* **CONSEGNE**:
1/ Stabilisci se le affermazioni (a), (b) e (c) concordano con il testo sul quartetto di Boeren. Per ciascuna rispondi sì o no e cita fedelmente le parole del testo che lo decidono. (a) Il brano d'apertura si intitola Coconut. (b) Il testo presenta il lavoro del quartetto di Boeren come un'opera di "riproposizione". (c) Una Muy Bonita si trova su Change Of The Century.
2/ Scrivi il seguito del testo sul quartetto di Boeren, riprendendo dopo la sua ultima frase.

* **TESTO DA LEGGERE**:
####

Qui l’ascolto è forse in grado di funzionare meglio di tante parole, tanto accattivante e "user-friendly" è la musica suonata. Una musica che ha una sua bella complessità perfettamente in grado di sostenere numerosi ascolti ma che risulta immediatamente bella e piacevole – fatto non poco sorprendente se consideriamo che alla base di tutto c’è quella "eterna avanguardia" che è la musica di Ornette Coleman!

L’ascolto del brano d’apertura, Coconut – cinque minuti che passano in un baleno – rende subito evidente il collegamento, offrendo un vivace calypso – ben sostenuto dall’eccellente rullante di Han Bennink, qui in grado di impersonare perfino dei timbales – che ci ha riportato alla mente la Una Muy Bonita contenuta sul capolavoro colemaniano intitolato Change Of The Century.

Va comunque immediatamente precisato che quella del quartetto di Boeren non è un’opera di "riproposizione". E che anche i timbri strumentali sono (ovviamente) molto diversi, questo quartetto essendo privo di quella dimensione "acuta" di isteria a stento controllata che nell’economia del tempo era caratteristica propria del quartetto di Coleman.

####

* **INSIEME DI DATI**:
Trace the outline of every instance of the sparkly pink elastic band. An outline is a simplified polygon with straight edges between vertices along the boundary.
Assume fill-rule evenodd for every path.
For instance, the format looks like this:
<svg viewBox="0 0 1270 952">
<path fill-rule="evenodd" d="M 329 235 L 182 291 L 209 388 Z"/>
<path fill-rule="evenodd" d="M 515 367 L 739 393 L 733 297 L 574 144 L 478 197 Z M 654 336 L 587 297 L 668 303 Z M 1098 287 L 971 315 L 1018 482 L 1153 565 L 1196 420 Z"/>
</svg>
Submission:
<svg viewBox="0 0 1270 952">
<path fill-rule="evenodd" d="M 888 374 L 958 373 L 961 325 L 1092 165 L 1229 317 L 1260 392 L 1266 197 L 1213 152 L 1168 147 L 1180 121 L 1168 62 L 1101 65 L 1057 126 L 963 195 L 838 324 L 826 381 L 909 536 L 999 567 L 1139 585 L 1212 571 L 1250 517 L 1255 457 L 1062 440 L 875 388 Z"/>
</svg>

####

* **RISULTATI PER CONSEGNA**:
1/
(a) Sì: «L’ascolto del brano d’apertura, Coconut»
(b) No: «quella del quartetto di Boeren non è un’opera di "riproposizione"»
(c) Sì: «la Una Muy Bonita contenuta sul capolavoro colemaniano intitolato Change Of The Century»

2/
Ma sulle differenze tra questo quartetto e quello di Coleman sentiamo Boeren: "Lo spazio improvvisativo viene considerato un terreno comune partendo dal quale possono essere lanciate forme e idee. Ciò diversamente dal gruppo di Coleman, dove le improvvisazioni sono trattate più come uno spazio solista."

Crediamo che l’ascolto (comparato) di Change Of The Century possa rendere l’ascoltatore novello incredulo riguardo alle polemiche di cui avrà senz’altro letto, tanto swingante e "bluesy" è la musica suonata dal quartetto di Coleman mezzo secolo fa. Va quindi fatto lo sforzo di inserire quel procedere – e quelle esitazioni – in una cornice in cui quel suonare era un’ipotesi che attendeva ancora di essere messa alla prova, e non qualcosa di già acquisito. La musica di Coconut è, al confronto, molto più "elastica" e ricca, tanto più ricca essendo oggi la tavolozza delle possibilità che il musicista ha potenzialmente a sua disposizione.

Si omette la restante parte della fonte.